Start of Data shown
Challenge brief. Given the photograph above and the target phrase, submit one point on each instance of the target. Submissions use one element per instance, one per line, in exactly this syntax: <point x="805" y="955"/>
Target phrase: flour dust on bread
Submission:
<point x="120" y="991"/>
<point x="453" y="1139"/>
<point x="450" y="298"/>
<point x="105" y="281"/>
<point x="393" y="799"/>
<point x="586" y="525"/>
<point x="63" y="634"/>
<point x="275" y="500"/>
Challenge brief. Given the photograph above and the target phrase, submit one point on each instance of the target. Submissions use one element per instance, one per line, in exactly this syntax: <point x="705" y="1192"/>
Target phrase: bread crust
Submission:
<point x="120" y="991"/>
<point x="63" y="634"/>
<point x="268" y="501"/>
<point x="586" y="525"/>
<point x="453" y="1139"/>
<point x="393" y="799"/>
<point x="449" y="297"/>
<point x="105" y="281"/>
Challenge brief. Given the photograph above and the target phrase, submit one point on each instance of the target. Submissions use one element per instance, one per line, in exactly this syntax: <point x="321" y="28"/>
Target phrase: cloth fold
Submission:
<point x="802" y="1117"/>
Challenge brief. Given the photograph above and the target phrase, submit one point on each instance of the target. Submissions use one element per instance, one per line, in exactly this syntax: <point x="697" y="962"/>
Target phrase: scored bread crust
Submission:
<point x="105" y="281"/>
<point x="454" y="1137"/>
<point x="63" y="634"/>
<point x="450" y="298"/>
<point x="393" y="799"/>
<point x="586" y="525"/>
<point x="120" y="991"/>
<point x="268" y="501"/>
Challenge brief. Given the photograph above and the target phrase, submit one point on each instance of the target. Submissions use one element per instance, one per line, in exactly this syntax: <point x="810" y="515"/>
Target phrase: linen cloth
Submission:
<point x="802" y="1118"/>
End of Data shown
| Task description |
From the entries above, keep only the lines that contain the string "submit", treating uppercase and lowercase as different, and copy each of those lines out.

| Completed task |
Challenge brief. Given the photograph above and the target phrase, submit one point on each instance of the target. Submissions use one element per instance, one per line, in exactly this syntax: <point x="805" y="955"/>
Challenge brief. Given the photograph above and the target phrase, submit one point on each instance of the target. Submissions use one element per instance, one per line, in exactly this syntax: <point x="705" y="1192"/>
Challenge brief. Given the photograph above and the target phrase, submit one point on each instance of the target. Submissions use one element per instance, one per line, in exactly this syntax: <point x="321" y="28"/>
Challenge brief. Given the photograph above and the target phrase, submit one point on each instance of the target. Submissions use one element per instance, one per line, in exactly this syntax: <point x="697" y="962"/>
Challenge brief. Given the photograph above and the target phrase, submit one point on each instance of the target. Submissions use one element per instance, one per line, in exactly this syntax: <point x="810" y="515"/>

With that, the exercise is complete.